**Instruction:** Pull out every line of the records below that contains the string "rind" and list those lines.

**Dataset content:**
--------------------------------------------------

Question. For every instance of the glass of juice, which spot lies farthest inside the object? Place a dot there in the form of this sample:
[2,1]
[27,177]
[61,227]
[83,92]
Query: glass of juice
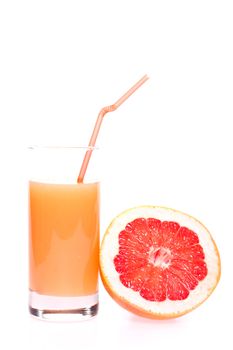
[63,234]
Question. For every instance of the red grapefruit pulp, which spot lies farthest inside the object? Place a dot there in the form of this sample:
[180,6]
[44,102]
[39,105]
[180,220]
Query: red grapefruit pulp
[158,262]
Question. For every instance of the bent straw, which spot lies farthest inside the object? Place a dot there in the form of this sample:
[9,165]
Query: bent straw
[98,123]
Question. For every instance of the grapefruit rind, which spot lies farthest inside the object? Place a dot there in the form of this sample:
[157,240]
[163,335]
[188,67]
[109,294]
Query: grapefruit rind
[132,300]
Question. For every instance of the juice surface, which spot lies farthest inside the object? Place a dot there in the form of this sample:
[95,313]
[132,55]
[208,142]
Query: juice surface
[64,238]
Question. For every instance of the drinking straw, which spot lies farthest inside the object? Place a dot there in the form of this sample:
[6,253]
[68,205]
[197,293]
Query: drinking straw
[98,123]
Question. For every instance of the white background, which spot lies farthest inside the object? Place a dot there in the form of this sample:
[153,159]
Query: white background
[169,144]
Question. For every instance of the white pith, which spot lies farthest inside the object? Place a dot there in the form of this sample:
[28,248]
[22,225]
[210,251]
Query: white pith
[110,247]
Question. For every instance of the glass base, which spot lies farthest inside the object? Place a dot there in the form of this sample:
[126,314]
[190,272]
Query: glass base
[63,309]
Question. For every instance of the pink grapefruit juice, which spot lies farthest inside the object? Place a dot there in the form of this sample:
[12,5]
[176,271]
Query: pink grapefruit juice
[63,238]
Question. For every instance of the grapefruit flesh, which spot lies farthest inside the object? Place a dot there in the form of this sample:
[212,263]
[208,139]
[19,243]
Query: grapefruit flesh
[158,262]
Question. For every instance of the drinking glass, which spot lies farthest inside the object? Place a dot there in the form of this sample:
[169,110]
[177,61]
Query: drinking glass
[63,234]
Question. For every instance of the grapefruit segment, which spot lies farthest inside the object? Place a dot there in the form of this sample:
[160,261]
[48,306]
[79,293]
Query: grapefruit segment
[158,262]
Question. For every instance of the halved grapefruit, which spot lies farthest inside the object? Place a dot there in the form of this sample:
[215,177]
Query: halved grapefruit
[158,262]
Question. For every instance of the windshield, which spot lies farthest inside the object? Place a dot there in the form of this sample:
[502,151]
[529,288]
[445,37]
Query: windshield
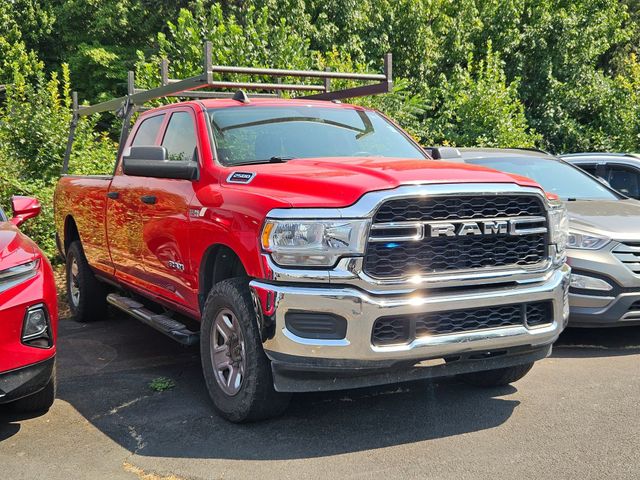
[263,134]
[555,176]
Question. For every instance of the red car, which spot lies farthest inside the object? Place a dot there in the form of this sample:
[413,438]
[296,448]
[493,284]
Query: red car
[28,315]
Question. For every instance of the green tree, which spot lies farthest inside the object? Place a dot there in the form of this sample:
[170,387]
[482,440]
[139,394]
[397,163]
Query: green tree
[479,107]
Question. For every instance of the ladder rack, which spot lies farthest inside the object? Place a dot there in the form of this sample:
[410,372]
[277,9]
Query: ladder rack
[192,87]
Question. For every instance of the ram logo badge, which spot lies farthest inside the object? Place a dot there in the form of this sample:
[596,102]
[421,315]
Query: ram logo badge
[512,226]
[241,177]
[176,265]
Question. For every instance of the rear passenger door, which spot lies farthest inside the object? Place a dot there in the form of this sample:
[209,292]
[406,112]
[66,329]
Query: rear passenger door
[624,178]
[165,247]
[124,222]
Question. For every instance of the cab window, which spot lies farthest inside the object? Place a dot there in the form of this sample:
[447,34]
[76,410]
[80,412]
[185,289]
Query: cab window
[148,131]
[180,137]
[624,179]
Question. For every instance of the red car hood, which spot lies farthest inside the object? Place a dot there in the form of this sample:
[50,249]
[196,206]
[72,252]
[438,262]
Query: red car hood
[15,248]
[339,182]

--------------------------------------------------

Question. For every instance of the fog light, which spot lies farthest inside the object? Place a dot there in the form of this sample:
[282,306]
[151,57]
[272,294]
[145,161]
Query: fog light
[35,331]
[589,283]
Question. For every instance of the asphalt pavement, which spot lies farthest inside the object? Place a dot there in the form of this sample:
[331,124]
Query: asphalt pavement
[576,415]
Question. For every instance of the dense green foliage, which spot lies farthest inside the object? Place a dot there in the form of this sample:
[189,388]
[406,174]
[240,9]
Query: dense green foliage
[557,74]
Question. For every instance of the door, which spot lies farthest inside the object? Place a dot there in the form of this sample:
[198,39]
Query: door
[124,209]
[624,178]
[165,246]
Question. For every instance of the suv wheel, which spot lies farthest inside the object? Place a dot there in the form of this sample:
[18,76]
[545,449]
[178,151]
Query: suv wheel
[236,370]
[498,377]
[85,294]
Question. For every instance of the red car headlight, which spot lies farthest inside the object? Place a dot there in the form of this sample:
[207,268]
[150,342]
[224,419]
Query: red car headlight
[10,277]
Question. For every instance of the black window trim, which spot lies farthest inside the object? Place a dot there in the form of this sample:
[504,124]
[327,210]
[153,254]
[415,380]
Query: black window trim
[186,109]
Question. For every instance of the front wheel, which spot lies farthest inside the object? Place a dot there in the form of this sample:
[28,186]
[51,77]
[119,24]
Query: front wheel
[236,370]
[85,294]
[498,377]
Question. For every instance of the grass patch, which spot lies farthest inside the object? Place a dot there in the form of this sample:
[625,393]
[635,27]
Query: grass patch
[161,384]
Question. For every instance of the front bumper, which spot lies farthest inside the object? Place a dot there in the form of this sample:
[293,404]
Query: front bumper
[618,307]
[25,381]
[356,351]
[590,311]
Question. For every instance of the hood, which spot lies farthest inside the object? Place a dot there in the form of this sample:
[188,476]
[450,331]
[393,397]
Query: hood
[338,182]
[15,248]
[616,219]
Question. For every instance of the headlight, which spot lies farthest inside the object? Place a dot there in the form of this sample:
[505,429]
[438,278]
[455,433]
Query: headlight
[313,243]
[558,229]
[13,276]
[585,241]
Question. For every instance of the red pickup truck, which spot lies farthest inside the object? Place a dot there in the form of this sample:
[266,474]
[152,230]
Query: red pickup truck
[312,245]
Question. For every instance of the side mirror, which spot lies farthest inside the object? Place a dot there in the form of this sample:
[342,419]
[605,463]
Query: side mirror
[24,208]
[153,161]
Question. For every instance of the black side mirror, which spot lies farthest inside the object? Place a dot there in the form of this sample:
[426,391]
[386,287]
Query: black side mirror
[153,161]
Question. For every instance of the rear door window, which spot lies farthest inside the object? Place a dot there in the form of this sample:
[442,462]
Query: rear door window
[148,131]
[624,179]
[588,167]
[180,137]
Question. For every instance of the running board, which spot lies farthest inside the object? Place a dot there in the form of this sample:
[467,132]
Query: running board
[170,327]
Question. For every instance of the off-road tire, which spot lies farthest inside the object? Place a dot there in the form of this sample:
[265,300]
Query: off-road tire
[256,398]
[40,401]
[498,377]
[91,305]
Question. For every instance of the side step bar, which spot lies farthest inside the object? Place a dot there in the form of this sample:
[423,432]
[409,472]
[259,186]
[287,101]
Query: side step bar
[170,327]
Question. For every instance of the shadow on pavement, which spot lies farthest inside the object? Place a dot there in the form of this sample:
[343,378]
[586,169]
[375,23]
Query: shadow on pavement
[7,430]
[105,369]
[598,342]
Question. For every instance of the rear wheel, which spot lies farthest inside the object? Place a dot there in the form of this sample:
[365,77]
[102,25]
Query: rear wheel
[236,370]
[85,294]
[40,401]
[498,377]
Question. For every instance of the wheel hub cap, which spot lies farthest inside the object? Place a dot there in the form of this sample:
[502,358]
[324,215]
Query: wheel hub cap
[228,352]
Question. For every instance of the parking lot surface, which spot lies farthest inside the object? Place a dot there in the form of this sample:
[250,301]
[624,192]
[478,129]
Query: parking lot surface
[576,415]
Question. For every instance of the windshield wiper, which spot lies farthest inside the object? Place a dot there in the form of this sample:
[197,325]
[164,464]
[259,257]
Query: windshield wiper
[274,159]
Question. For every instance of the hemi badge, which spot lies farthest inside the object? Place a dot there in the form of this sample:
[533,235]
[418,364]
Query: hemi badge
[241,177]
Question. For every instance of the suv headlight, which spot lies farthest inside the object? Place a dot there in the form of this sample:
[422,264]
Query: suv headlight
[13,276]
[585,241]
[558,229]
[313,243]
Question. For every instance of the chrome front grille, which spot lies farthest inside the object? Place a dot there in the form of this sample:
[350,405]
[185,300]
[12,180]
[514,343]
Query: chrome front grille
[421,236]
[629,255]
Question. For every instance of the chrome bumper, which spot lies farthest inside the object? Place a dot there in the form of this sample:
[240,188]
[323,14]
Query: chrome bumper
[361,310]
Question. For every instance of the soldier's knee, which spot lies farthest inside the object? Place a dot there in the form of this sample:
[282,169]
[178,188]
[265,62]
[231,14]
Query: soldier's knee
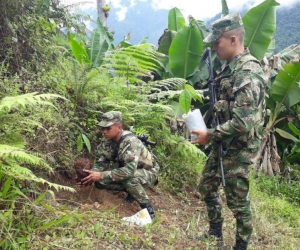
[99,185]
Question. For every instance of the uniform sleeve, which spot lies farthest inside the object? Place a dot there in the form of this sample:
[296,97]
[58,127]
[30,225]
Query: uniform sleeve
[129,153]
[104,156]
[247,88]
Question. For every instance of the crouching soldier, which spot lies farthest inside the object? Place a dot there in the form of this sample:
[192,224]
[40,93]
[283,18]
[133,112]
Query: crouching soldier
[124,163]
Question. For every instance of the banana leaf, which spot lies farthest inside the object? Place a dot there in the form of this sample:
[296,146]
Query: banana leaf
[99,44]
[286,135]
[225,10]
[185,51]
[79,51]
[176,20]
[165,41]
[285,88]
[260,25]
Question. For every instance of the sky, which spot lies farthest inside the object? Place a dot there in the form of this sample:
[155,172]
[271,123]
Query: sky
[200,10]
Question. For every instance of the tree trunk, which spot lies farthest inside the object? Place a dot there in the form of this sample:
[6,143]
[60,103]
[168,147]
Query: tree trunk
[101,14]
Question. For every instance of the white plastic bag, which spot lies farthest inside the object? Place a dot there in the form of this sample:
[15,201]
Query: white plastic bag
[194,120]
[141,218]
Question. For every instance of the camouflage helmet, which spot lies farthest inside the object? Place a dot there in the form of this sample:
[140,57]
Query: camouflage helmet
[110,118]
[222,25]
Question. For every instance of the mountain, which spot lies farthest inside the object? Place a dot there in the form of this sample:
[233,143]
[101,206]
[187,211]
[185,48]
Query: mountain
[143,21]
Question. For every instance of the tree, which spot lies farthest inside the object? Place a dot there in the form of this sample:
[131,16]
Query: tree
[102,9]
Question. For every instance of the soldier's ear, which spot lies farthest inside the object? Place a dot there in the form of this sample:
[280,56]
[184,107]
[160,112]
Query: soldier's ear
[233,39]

--------------------------------------------------

**Written response:**
Question. For every instance of the grapefruit rind, which spot lies farthest inside the object? Place a dot there in the form of this sample:
Query: grapefruit rind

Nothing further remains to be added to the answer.